■ Task details:
Pick up the post about property tax questions after its last sentence and keep writing it.

* start Passage given *

Couple of property (tax) questions

I've a couple of questions relating to taxation of property if someone can help me. If you can point me to the relevant pages on hmrc then even better.

  1. If you have multiple properties that you live in then you can nominate one of them as your primary residence. Once you've done the nomination you can change it at any time. So for capital gains purposes, provided you make a nomination then it's fairly obvious how to calculate any tax liability if and when you come to sell.

Additionally there is council tax to pay on an ongoing basis. You get (typically) a 10% council tax discount for a second property and, I believe, you do not get the 25% single person discount even if you are the only person living there. So if you are a single person with two properties you will get 25% discount on one and 10% discount on the other. Does the primary residence (25% discount) have to match the primary residence for capital gains tax purposes or are the two independent?

* end Passage given *
* start Listed records *

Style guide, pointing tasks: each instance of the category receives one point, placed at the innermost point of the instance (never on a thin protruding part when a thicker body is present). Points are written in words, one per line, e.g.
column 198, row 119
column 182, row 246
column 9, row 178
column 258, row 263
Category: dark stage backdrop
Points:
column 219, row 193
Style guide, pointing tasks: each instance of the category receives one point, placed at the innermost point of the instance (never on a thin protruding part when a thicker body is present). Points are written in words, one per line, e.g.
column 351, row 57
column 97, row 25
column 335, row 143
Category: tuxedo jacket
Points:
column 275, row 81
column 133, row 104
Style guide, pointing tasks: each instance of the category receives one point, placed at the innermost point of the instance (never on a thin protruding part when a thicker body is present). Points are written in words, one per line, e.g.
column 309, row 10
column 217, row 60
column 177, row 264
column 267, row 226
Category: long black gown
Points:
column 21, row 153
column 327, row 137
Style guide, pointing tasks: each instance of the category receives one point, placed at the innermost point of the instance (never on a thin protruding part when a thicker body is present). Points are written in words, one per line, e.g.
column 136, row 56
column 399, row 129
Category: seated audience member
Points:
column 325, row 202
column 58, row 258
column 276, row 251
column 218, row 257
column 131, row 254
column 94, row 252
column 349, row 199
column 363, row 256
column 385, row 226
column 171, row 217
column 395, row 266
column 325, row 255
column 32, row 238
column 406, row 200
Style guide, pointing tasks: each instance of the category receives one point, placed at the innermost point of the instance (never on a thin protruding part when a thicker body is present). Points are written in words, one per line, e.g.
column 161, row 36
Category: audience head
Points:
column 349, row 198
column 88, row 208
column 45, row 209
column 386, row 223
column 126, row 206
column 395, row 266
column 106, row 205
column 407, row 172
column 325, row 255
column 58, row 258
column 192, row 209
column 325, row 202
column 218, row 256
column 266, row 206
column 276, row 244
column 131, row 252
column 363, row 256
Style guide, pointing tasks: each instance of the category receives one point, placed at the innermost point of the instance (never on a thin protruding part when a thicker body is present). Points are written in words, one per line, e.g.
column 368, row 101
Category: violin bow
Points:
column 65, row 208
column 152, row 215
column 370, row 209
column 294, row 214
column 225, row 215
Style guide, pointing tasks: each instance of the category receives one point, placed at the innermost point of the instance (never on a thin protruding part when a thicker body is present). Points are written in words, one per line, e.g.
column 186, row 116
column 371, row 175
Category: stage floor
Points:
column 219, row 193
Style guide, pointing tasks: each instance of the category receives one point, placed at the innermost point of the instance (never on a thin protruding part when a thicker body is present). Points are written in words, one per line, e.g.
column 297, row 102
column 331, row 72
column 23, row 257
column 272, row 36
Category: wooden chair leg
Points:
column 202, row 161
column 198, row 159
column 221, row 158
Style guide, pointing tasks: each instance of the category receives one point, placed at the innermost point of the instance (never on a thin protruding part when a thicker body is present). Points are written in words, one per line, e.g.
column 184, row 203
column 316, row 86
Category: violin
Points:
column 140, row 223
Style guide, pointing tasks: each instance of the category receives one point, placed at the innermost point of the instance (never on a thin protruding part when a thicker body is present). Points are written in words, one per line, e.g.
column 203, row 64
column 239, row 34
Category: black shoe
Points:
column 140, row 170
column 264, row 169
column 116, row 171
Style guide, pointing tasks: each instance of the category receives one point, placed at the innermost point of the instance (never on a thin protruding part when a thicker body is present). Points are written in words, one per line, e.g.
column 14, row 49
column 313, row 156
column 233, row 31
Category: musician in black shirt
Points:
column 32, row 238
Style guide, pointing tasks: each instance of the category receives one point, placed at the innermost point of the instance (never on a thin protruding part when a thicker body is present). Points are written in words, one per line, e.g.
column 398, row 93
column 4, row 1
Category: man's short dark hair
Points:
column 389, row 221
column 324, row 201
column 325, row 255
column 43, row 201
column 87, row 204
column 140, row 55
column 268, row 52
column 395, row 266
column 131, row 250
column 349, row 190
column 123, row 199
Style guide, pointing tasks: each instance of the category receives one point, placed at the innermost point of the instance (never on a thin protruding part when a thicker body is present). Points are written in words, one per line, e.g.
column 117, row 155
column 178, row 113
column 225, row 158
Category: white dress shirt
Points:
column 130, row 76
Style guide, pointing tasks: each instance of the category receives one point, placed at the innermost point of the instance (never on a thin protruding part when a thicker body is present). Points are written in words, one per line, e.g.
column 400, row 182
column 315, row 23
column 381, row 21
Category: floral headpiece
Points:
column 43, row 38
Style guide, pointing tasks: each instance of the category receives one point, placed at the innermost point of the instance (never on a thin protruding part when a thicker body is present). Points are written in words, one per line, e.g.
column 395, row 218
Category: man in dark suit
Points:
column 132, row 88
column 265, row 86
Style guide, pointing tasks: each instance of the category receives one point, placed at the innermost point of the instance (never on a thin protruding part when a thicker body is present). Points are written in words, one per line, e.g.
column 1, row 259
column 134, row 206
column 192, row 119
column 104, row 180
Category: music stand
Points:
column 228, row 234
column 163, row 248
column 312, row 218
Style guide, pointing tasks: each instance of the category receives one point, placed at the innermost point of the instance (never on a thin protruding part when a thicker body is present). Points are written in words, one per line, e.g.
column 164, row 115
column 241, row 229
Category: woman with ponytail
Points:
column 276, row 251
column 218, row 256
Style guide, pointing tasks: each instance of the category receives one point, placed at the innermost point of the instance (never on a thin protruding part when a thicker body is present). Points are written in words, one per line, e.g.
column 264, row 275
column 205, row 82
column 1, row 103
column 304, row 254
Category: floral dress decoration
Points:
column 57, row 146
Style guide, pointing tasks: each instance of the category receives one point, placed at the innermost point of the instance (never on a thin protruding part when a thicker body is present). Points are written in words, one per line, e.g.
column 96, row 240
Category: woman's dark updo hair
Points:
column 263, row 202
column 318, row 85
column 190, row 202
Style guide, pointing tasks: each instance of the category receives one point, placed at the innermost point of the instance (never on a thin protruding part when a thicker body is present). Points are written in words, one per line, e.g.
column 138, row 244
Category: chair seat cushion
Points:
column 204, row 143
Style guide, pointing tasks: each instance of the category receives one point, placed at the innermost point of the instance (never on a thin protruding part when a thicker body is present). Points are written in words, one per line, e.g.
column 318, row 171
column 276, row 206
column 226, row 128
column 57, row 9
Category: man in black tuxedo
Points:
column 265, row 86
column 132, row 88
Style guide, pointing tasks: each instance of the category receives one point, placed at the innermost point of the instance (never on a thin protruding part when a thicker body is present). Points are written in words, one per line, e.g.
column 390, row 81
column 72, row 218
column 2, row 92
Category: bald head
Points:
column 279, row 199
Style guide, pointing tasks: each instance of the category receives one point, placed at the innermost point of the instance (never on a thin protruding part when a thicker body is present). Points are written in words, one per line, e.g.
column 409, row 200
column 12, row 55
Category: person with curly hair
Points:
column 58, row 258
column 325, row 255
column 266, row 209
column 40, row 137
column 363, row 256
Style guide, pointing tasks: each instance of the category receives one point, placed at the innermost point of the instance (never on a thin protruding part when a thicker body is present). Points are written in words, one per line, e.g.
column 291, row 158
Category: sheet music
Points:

* end Listed records *

■ Output for this task:
  1. If you have a rental business that has no borrowings then there is capital in the business matching what was put in when the business was set up. You can withdraw that capital by borrowing against the rental property and any interest on the borrowing will be an expense that can be deducted from the rental income. I've found the pages on hmrc for this case. But does the borrowing have to be secured on the rental property? If I have borrowings against another property can I, as a book keeping exercise only, apportion some of that borrowing to the rental property or do I need to get a separate loan and then use that loan to pay off some of the borrowing on the non rental property?

Thanks,

Tim.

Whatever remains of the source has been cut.